### AIM OF THE EXERCISE
Can you arrange every line of the material below as a Markdown table with the columns "No." and "Content", numbering each row and skipping blank lines? Leave the pictures out.

### ENTRIES SUPPLIED
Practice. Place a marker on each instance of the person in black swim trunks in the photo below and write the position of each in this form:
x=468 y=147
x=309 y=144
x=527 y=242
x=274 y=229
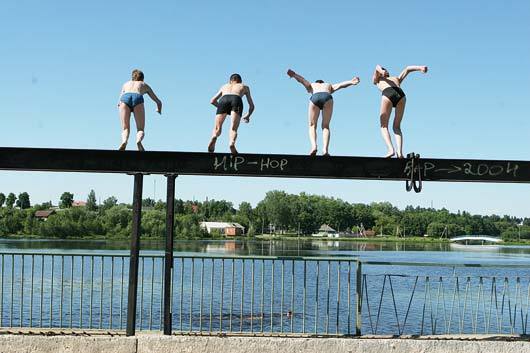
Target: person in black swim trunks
x=321 y=100
x=229 y=102
x=393 y=96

### REPLY
| No. | Content |
|---|---|
| 1 | Practice. Place a marker on each instance of the person in black swim trunks in the photo below and write the position of each in this form: |
| 2 | x=468 y=147 |
| 3 | x=309 y=144 |
| 4 | x=527 y=242 |
| 5 | x=274 y=229 |
| 6 | Target: person in black swim trunks |
| 7 | x=321 y=100 |
| 8 | x=229 y=102 |
| 9 | x=393 y=96 |